===== SOURCE TEXT =====
# We never planned for house sale CG taxes in US and have no receipts. Now what?



## mchjlh (Jun 6, 2013)

We are getting to the age when staying in our house until death is not a certainty. But, apparently, US capital gains tax on the sale of a house is indeed a certainty. 

Here in Canada we bought a lot and built almost 40 years ago. I've been informing myself about the capital gains taxes that the IRS levies on the sale of a principal residence. I see that the gain can be reduced by providing receipts for all sorts of costs, from the purchase of the lot to improvements done over the years. 

Our gain may or may not be in excess of the current US$500,000 exclusion for joint owners. We do not plan to sell right now. The market may change, the exchange rate may change, and our future health is unpredictable, etc. But, I want to prepare in case we do sell, and owe tax.

My question is: What would we do when filing, after a sale, given that we have kept no receipts for these 40 years related to the lot purchase, the invoices from the contractor, other materials for work I did myself, everything...? The house was paid for many years ago and I think we literally burned the last mortgage documents, though even those would not have told the full story.

My internet searches have yielded nothing thus far, so I thought I'd post the question here. Thanks.


----------



## Bevdeforges (Nov 16, 2007)

I don't mean this to be flip, but in your situation, it may just be a matter of "assuming" that your gain on the property when and if you sell it "must be" under the $500,000 mark and let it go at that. Actually, if the gain is under the threshold, there is no paperwork to file - not with your tax return, nor any other way.

That's how we handled the sale when my parents sold their house on moving into an assisted living place, and the issue never came up. 

IRS Publication 523 gives all the details, but pay special attention to the section headed *Reporting Gain or Loss on Your Home Sale*. The very first paragraph in that section indicates that, unless you meet certain specific conditions (namely that you actually have a taxable gain or portion of the gain is taxable) you do not need to report anything.


----------



## Nononymous (Jul 12, 2011)

What Bev said. When you sell the house, "assume" that the capital gain falls below $500k, do not report the sale, and the IRS is none the wiser.


----------



## mchjlh (Jun 6, 2013)

Nononymous said:


> What Bev said. When you sell the house, "assume" that the capital gain falls below $500k, do not report the sale, and the IRS is none the wiser.


Thanks to you both for your replies. My follow-up question is: If we sold the house for, say Cdn$800,000 (today that's about US$590,000) and that amount appeared for the first time in savings accounts on our FBAR, and a year later we reported significantly larger interest amounts on Schedule B of the tax return, would those items not trigger questions, or an audit of our tax returns?
=====
*REQUIRED WORK:*
1. In the forum thread on US capital gains tax for a house sale, rewrite the passage between "My question is: What" and "the full story.", inclusive, replacing "contractor" with "builder".
2. Continue the forum thread on US capital gains tax for a house sale from the point where it stops.
===== INFORMATION GIVEN =====
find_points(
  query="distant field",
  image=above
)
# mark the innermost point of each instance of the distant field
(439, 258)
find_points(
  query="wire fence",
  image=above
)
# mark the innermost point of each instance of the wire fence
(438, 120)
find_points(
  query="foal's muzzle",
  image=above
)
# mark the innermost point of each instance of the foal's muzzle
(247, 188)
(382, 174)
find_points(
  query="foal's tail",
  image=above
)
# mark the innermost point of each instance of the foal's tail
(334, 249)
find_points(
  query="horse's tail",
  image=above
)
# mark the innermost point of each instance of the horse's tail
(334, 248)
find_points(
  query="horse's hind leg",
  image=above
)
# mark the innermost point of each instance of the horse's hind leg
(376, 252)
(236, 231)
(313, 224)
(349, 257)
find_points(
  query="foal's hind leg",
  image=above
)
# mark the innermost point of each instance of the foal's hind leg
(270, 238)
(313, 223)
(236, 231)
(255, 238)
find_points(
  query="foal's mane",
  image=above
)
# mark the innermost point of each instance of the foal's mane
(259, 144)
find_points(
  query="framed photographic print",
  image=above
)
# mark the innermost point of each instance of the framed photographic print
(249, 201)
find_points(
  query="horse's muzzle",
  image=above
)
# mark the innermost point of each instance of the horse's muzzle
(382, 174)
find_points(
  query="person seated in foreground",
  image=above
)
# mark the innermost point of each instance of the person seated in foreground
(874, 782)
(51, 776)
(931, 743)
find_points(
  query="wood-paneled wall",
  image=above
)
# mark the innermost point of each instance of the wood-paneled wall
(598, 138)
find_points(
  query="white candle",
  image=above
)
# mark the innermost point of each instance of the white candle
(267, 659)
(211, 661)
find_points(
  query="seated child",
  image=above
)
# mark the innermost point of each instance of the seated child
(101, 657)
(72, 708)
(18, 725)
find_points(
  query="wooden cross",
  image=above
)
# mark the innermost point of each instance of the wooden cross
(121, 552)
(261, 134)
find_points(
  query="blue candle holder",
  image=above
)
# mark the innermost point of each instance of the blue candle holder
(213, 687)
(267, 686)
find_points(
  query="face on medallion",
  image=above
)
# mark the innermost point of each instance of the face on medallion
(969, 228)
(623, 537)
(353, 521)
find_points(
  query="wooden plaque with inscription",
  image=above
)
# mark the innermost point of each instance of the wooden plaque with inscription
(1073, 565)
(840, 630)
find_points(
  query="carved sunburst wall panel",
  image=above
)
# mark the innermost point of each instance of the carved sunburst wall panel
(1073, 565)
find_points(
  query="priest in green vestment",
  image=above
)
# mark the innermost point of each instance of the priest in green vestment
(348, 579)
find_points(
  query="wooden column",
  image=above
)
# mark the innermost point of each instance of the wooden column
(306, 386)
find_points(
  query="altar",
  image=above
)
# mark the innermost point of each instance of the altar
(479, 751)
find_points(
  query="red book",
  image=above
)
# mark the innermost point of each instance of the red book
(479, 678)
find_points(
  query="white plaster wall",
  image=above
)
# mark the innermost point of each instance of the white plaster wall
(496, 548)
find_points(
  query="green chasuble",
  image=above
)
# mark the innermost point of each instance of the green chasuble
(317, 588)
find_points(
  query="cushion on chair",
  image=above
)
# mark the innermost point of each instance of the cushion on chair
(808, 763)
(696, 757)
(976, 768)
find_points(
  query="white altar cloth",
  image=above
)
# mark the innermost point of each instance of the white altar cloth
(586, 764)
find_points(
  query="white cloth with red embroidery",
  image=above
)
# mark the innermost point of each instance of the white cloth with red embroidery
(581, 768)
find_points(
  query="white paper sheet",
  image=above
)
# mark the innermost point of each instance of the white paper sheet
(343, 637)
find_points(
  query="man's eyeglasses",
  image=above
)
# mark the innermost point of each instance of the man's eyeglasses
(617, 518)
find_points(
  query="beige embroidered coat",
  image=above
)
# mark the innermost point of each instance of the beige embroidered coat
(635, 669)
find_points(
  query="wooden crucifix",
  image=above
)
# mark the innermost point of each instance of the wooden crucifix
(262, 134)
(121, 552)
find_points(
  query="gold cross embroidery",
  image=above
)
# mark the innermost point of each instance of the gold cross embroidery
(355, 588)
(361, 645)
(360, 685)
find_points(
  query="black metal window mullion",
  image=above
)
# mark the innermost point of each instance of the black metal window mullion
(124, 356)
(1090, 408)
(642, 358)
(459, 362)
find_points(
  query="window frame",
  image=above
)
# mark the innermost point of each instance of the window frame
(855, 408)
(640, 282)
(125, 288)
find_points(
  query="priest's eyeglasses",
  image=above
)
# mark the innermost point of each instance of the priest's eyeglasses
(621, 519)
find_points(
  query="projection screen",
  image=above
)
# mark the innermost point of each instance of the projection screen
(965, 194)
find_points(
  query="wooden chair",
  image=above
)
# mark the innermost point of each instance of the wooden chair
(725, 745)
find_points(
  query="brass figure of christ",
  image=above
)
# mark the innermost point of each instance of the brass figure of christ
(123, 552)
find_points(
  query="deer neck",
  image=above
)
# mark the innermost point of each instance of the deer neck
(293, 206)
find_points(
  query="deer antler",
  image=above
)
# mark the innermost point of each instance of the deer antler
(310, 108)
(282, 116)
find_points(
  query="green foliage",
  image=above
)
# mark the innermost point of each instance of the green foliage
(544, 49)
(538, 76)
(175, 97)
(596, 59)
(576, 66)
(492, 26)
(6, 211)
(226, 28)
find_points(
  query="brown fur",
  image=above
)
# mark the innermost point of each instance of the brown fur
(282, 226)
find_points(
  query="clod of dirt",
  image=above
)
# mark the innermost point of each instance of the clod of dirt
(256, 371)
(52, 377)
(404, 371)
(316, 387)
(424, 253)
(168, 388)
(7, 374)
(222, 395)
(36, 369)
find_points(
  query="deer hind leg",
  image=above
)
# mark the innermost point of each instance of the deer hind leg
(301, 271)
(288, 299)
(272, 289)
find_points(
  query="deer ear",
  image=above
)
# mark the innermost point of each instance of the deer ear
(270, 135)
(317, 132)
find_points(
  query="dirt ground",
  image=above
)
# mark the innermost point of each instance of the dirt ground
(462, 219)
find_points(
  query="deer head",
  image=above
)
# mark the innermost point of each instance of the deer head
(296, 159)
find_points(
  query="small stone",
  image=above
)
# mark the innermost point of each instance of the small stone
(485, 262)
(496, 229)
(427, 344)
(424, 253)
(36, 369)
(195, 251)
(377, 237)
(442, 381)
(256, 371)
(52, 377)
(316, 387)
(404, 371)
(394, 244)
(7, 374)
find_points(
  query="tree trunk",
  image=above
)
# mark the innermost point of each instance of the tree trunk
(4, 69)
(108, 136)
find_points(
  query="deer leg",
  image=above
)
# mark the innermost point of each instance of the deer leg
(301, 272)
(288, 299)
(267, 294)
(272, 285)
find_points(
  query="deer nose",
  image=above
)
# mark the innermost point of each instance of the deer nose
=====
*EXPECTED RESULTS:*
1.
My question is: What would we do when filing, after a sale, given that we have kept no receipts for these 40 years related to the lot purchase, the invoices from the builder, other materials for work I did myself, everything...? The house was paid for many years ago and I think we literally burned the last mortgage documents, though even those would not have told the full story.

2.
----------



## Bevdeforges (Nov 16, 2007)

mchjlh said:


> Thanks to you both for your replies. My follow-up question is: If we sold the house for, say Cdn$800,000 (today that's about US$590,000) and that amount appeared for the first time in savings accounts on our FBAR, and a year later we reported significantly larger interest amounts on Schedule B of the tax return, would those items not trigger questions, or an audit of our tax returns?


Not normally - and actually, FBAR reporting really doesn't seem to generate any particular "interest" on the part of the IRS. Even if they noticed it (which they won't), all it says is that you didn't have a mortgage on the property - which is fine and dandy. Your gain on the transaction could still have been paltry - or you could even have had a loss on the sale.


----------



## Nononymous (Jul 12, 2011)

Or this: open a new account at a bank you've not done business with before, do not identify yourself as US persons so it is not reported under FATCA, do not report it on FBAR, and put the money from the sale in this account. The IRS will be none the wiser.

That being said, they probably wouldn't notice or care if it was in a reported account.


----------



## underation (Oct 25, 2018)

Nononymous said:


> Or this: open a new account at a bank you've not done business with before, do not identify yourself as US persons so it is not reported under FATCA, do not report it on FBAR, and put the money from the sale in this account. The IRS will be none the wiser.
> 
> That being said, they probably wouldn't notice or care if it was in a reported account.


If I understand corectly, there's nothing for the IRS to be wiser about, given that neither the OP nor the IRS has any way of discovering whether the gain on the sale is or is not reportable.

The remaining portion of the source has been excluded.